**Task statement:** State how many lines of the records contain the string "target". Reply with the number alone.

[Annotation dataset entries]
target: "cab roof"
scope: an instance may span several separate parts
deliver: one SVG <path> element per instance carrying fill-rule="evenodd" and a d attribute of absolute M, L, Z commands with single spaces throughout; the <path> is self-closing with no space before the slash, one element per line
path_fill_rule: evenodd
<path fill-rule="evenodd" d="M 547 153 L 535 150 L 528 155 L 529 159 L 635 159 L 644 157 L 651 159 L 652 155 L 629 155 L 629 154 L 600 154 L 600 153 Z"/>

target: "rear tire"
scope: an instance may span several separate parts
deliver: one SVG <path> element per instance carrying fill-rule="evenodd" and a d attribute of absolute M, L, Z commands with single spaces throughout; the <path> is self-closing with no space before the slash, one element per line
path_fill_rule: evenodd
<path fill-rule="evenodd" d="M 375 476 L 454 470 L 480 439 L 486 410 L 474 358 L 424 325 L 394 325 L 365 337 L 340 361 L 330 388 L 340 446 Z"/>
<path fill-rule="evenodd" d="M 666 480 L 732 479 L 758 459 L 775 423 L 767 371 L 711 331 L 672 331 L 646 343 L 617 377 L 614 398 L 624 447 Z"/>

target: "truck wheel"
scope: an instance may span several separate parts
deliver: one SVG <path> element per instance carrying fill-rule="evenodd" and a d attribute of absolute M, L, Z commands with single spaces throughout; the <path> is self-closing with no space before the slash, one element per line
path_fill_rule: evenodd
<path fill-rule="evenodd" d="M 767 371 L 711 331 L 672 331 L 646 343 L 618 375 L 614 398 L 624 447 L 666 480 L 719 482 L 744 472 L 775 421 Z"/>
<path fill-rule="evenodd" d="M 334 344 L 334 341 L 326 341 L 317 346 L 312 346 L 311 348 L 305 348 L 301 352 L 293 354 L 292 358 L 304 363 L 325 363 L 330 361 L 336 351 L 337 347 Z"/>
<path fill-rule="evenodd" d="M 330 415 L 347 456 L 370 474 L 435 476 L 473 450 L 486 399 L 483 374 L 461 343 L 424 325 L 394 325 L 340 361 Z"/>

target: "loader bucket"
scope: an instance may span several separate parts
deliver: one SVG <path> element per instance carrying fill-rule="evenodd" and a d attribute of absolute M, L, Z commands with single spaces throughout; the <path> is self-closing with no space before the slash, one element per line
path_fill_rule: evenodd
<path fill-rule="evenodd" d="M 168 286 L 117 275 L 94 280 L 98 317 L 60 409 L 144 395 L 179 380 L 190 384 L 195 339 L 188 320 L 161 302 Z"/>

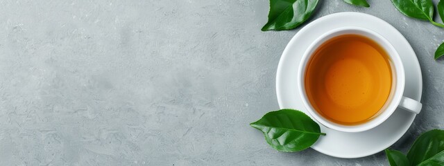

**In response:** 4